Problem:
Your copy should match the entries exactly, except that it holds no pictures.
[[ Records supplied, beginning ]]
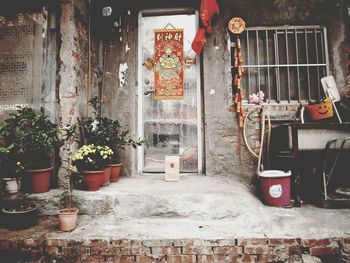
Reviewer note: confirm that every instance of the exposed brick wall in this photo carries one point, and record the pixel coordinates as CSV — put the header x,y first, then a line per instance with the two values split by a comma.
x,y
173,251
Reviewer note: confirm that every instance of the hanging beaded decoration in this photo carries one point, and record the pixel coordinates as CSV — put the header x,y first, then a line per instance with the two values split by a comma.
x,y
236,27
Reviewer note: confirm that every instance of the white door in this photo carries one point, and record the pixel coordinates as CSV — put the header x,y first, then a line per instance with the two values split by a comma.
x,y
170,126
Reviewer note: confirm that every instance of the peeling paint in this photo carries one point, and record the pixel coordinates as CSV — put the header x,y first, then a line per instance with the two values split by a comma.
x,y
122,74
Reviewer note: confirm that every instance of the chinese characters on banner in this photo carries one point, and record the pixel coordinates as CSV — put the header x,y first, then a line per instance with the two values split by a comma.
x,y
168,59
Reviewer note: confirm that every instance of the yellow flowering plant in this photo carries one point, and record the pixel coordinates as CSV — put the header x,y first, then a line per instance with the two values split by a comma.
x,y
92,157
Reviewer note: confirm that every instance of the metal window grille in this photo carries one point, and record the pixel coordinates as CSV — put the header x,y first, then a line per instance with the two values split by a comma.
x,y
286,63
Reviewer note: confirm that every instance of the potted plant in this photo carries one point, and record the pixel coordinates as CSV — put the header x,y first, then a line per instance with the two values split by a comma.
x,y
90,161
35,139
10,169
105,131
19,214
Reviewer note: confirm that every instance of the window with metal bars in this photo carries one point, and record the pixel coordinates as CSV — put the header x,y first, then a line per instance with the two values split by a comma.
x,y
286,63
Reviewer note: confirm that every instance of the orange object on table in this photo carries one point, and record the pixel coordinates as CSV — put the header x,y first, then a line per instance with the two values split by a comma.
x,y
321,110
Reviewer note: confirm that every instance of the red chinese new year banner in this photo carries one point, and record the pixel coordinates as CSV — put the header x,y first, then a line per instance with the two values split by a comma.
x,y
168,60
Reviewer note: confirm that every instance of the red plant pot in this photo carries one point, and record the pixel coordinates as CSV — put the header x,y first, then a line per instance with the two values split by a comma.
x,y
93,179
40,180
107,175
115,171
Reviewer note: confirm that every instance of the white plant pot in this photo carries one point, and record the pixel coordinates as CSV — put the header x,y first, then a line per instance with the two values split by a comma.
x,y
12,185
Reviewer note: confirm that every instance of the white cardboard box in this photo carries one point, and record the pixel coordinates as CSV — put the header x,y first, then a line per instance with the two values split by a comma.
x,y
172,168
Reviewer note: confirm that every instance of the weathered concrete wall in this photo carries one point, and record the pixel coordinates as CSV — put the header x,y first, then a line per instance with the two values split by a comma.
x,y
22,54
120,99
73,72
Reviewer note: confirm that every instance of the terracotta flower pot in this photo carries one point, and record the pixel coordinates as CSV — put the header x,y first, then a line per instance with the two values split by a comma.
x,y
19,219
12,184
93,179
68,218
107,175
40,179
115,171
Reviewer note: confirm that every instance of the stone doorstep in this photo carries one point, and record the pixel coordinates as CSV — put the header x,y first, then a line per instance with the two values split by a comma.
x,y
197,206
150,195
[[ Records supplied, end ]]
Expected output:
Reviewer note: confirm that every instance of the exposed brick wall in this photo carries one point, and record the pixel coordinates as CSV — put the header x,y first, then a line per instance with the two values split by a comma.
x,y
173,251
Reviewer note: confirm that every instance of the hanging beaded decoration in this photo carries one point, and record the pixel coordinates as CSV — put the header x,y first, then a line per instance with the two values split by a comma.
x,y
236,27
Reviewer note: confirm that every instance of the white door in this photo carries one point, and record the pixel coordinates as CSV — put the header x,y first, then a line per instance with the two values split by a comma.
x,y
170,126
Reviewer note: confirm that every instance of the peeling paint in this photo carries one point, and record the pixel coordinates as CSV — put the header x,y first, then a line per instance with the two values split by a comma.
x,y
122,74
Reviewer note: confirm that every instance of the chinese characters on banner in this photo carries one point, and record the pixel coordinates as CSV — put the header x,y first, then a line per instance with the two values split by a comma.
x,y
168,59
Reviewer note: confirm that every instance of the yellow flowering plant in this photo carries one point, and record the pixel coordinates as CSV — put the header x,y first, then a line per instance with the two values split by a comma.
x,y
92,157
Reviewer note: confirm that every instance of the metal window grille in this photo carries one point, and record the pixel coordinates as CSV — put the header x,y first, then a line per instance with the two values split by a comma.
x,y
286,63
Reviewer note: confirm that every instance of the potted plant in this photo carries one point, and record the pixel coordinates as CSV — put the header x,y first, then a line per instance with the two values split by a comma.
x,y
90,161
35,139
10,169
105,131
19,214
Reviewer note: confirm that every instance of the window with metal bars in this photo carries one point, and record the pixel coordinates as CSV — put the header x,y first, then a line per instance with the two values split by a comma.
x,y
286,63
Reviewer note: confirm that every instance of the orange object on table in this photo carries one point, and record the pixel coordinates as CSV — put the header x,y first, then a line per instance with the two values split by a comma.
x,y
321,110
Reviewer note: confirm that every instance of the red chinese new year banner in this photo carries one point, and record the pixel coordinates as CSV — put the header x,y first, then a line per instance with the two values split by a comma.
x,y
168,60
Reviewer note: confirm that every instance of the red plant pot in this photo carries one point, and record the pixel coordinates as CSV — put the header x,y first, then a line per instance with the two values split by a comma.
x,y
93,179
40,180
107,175
115,171
Reviewer note: confirm that every instance of the white plant pot in this photo carries one point, and record the pixel coordinates as CSV — put the header x,y first, then a line per instance with the two values split by a comma.
x,y
12,185
Reviewer note: confirm that every instance of the white cardboard box in this photo carries one point, and record the pixel coordinates as CSV — put the header x,y first, then a line per instance with the two values split by a comma.
x,y
172,168
Reviewer note: confirm that every instance of the weathered concrete wall in this photo carries one point, and record the pixel coordinates as CSV — put the header x,y first, then a line per instance with the two values split by a comma.
x,y
22,54
120,99
73,72
Reviewer note: confirm that every instance of the terracotta flower pot in this photo carries one point, and record the pixel coordinates as CSV — put the header x,y first, then a line per instance with the two values split by a comma.
x,y
19,219
12,184
93,179
68,218
107,175
40,179
115,171
Reviewer note: confirm that every instance of the stone doorstep in this photo carries one point, and record the pixel coordinates as CSV — put the header x,y first, then a line per instance with the two values split by a comma.
x,y
197,206
150,195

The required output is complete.